> _Short task A_:
In the comment thread about Vietnamese-American kids and Vietnamese culture, answer these:
(i) What job does the first reply say the writer's sister-in-law has?
(ii) In the comment listing main reasons, what opportunity do these kids lack in America?
(iii) What does Olivia Hoang say she bases her friendships on?
> _Short task B_: Extend the comment thread about Vietnamese-American kids and Vietnamese culture past its last line.

A. When I think of white serial killers in US, I do not think all Americans are. My sister in law is a University lecturer and she has never complained about women’s rights or does housework.
Q.This piece started out as a piece on why a lot of Vietnamese-American kids don’t like to speak Vietnamese because they think it is ugly, but my writing took on a different path as I recalled my own shame of Vietnamese culture.
A. Their parents are so lost or suffer serious inferiority complex and do not know how to teach their kids to be proud. And when they grow up, are they parents awared that they will go through the same ordeal like you mentioned in your post?
Olivia Hoang says
Whether or not corruption has anything to do with the technicalities with the word “culture” is not really the point of the post. It is something that exists very blatantly in Vietnam, and yes, many of us younger generations coming back to visit does start to question whether we have something to be proud of when we encounter such incidents.
Using one off examples or examples from a long tail does not really add to your argument. Serial killers and your sister in law does not make a majority of the population while domestic abuse and oppression of women IS a real and widespread occurrence in Vietnam.
I am glad to see that you care so much for Vietnam. For those of us younger generations who are educated in America and have been given a lot of advantages due to us being raised here, we have no problem attaching the American piece to the Vietnamese.
My view is: we cannot undo the past, so why not create a better future by leveraging the opportunities we have here?
We can continue to be angry at past injustices, but that doesn’t get us any closer to resolution.
Guest says
I agree that this article is more like an observation, not a detailed analysis of the differences between Vietnam and America. Therefore, treat it just like that. For people that has already gone down this path, this article won’t give them any insight on what they have already observed.
I think main reasons on why Vietnamese kids don’t like to speak Vietnamese are:
1) In America, these kids don’t have the opportunity to learn Vietnamese as a primary language in school. Therefore, they don’t see the importance of speaking Vietnamese.
2) They are ignorant of the fact that every culture have pros and cons. They tend to compare Vietnamese culture with a perfect, ideal culture that they have been taught in school. Thus, they are ashamed of acknowledging their Vietnamese background and speak Vietnamese.
Guest says
You are deeply troubled by how you are treated as a Vietnamese lady. If I may, let me make a guess on your social interaction with other Vietnamese people. Do you tend to shy away from making meaningful friendships with Vietnamese guys or male relatives because of the conflicts you feel inside? Do the bad experiences influenced your preference to meet and interact with asian groups other than Vietnamese? Trust me, not every male Vietnamese feels this way. Actually you probably have come across some that are very “Americanized” and outstanding human beings. However, because of your self-raised barrier, you might have shun away some positive influences. I pray that you understand your past and that you are past the transitioning stage. It is time to open up and try to fix/change what you think is wrong with Vietnamese heritage one day/person at a time. If you cannot fix every broken windows in the house, at least you should try to fix that one window in your bedroom first. You can get more bang from your buck if you can make a positive influence within your proximity. It is the people within your proximity that affects you the most.
Olivia Hoang says
You got all that from my post? =)
You are very imaginative, and should write fiction for VTP!
In any case, your guesses were wrong. I don’t make friends based on race, just based on behavior and character.

> _Data extract_:
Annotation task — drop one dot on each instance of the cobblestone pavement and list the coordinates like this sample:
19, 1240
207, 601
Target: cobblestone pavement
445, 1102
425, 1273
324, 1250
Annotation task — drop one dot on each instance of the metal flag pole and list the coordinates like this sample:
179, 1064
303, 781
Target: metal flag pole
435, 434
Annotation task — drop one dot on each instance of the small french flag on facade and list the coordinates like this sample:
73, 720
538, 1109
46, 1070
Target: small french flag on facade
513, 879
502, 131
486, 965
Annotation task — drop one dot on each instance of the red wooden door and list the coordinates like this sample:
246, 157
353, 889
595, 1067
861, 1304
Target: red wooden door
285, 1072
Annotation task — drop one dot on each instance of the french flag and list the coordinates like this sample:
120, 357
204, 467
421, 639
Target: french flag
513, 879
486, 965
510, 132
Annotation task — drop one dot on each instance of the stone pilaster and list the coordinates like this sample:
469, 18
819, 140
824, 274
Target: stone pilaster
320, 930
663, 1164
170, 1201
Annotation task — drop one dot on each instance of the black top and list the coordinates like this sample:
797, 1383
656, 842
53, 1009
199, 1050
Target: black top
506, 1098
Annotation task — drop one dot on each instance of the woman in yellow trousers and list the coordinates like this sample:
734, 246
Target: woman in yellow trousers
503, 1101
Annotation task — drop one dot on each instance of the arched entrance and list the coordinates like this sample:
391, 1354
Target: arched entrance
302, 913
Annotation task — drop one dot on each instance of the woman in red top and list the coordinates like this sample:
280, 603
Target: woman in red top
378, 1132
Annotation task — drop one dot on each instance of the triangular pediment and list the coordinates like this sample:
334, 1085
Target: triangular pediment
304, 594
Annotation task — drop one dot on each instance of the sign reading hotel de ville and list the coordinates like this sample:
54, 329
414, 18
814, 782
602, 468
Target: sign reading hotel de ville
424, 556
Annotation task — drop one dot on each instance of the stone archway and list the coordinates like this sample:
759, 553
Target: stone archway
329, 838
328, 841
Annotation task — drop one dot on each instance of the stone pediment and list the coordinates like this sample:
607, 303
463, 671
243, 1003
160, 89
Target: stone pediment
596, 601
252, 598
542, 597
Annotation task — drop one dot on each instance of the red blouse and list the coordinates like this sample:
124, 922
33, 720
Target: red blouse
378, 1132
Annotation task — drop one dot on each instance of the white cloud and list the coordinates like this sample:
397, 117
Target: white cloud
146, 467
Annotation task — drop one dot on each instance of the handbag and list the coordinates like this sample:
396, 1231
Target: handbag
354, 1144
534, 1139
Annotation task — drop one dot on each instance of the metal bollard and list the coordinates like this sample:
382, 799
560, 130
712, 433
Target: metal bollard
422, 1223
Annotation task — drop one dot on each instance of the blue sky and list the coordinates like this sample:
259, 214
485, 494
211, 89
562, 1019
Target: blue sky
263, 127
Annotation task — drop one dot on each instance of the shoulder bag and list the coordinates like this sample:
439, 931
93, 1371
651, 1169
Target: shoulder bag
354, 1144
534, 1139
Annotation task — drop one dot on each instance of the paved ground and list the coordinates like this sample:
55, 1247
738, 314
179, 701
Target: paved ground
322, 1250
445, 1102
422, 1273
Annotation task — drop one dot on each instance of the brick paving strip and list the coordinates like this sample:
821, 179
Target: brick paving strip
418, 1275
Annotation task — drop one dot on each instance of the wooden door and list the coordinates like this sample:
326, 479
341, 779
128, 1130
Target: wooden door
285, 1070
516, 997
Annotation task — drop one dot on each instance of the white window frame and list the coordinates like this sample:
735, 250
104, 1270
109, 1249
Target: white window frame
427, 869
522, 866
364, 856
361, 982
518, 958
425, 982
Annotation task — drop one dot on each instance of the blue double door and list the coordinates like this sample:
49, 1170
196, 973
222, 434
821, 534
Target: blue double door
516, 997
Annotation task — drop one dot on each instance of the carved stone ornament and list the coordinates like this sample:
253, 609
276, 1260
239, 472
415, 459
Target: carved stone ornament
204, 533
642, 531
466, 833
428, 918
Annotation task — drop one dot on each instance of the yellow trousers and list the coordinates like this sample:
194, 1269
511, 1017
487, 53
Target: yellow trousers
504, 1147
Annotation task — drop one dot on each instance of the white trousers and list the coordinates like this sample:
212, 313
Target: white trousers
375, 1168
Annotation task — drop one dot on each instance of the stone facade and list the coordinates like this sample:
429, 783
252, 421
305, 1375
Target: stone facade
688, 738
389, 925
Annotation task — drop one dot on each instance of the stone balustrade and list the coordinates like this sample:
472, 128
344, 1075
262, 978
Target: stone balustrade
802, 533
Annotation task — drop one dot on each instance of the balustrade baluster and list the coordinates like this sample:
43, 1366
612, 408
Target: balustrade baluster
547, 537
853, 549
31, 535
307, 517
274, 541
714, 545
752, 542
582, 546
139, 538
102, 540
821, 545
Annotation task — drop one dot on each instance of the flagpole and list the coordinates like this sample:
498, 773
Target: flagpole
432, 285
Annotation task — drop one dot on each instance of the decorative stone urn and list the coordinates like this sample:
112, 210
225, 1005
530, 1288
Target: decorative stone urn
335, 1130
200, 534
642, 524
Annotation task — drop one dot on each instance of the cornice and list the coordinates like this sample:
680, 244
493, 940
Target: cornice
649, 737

> _Exercise output A_:
(i) University lecturer
(ii) Learning Vietnamese as a primary language in school
(iii) Behavior and character

> _Exercise output B_:
So if there was ever a Viet guy that I didn’t want to befriend, it was probably because of his behavior, and not his race.
I have many Vietnamese guy friends =)
Can/Viet girl says
Hi,
I just wanted to say that I really enjoyed reading your post. I’m a boat person myself, we left when I was about 3 and now I’m returning to Vietnam for the first time since we left, 30 years later. It’s a very big journey for me and I can definitely relate to what you describe as your sense of identity vs the identity of the people from where you were born.
I consider myself to be very Westernized. When I was growing up I remember wish I had blond hair and blue eyes like my best friend. As I’ve gotten older, I’ve learned to embrace the “Asianess” of me, even using it to my advantage. A lot of people treat me very nicely because I am small, cute and Asian. I’ve also had the opposite experience of course of being treated like a second class citizen because of my Asianess. I realize it comes with the territory. There are still a lot of prejudices that people will have to overcome.
I know I will be asking myself many of the same questions you asked yourself in the above post. I think the people who have criticized your post are not looking at it from your perspective. They feel unhappiness or anger that you do not view their country the way they want you to or that you do not feel the same way as them. I see your post as you voicing your internal thoughts and experiences of your journey back home. Who is to tell you that your experience is wrong, or that it’s not what you remembered? The insistence that you should see it another way is very strange to me. Whether they realize it or not, they are perpetuating the human behaviour of intolerance to views that are different from their own by trying to “teach” you to be different.
I did not feel like you were trying to tell me to be a certain way, or to believe in your beliefs. I felt like you were sharing a personal part of yourself and for that I am very grateful.
Olivia Hoang says
Thanks for your support, and kind words!
I’m very glad that you got value out of my writing. I will be starting a blog on my journey to entrepreneurship in the near future, and perhaps, I can relate it to my Asian identity and maybe get it posted here 😛
People like you is the reason I write. I hope you enjoy your trip to Vietnam, and please do keep me posted of your experience when you can find the time!
Can/Viet girl says
I’m going to be starting a video blog too lol, a blog of my trip as I travel around Vietnam. I’ll let you know when it’s up.
Best of luck with your journey to becoming an entrepreneur!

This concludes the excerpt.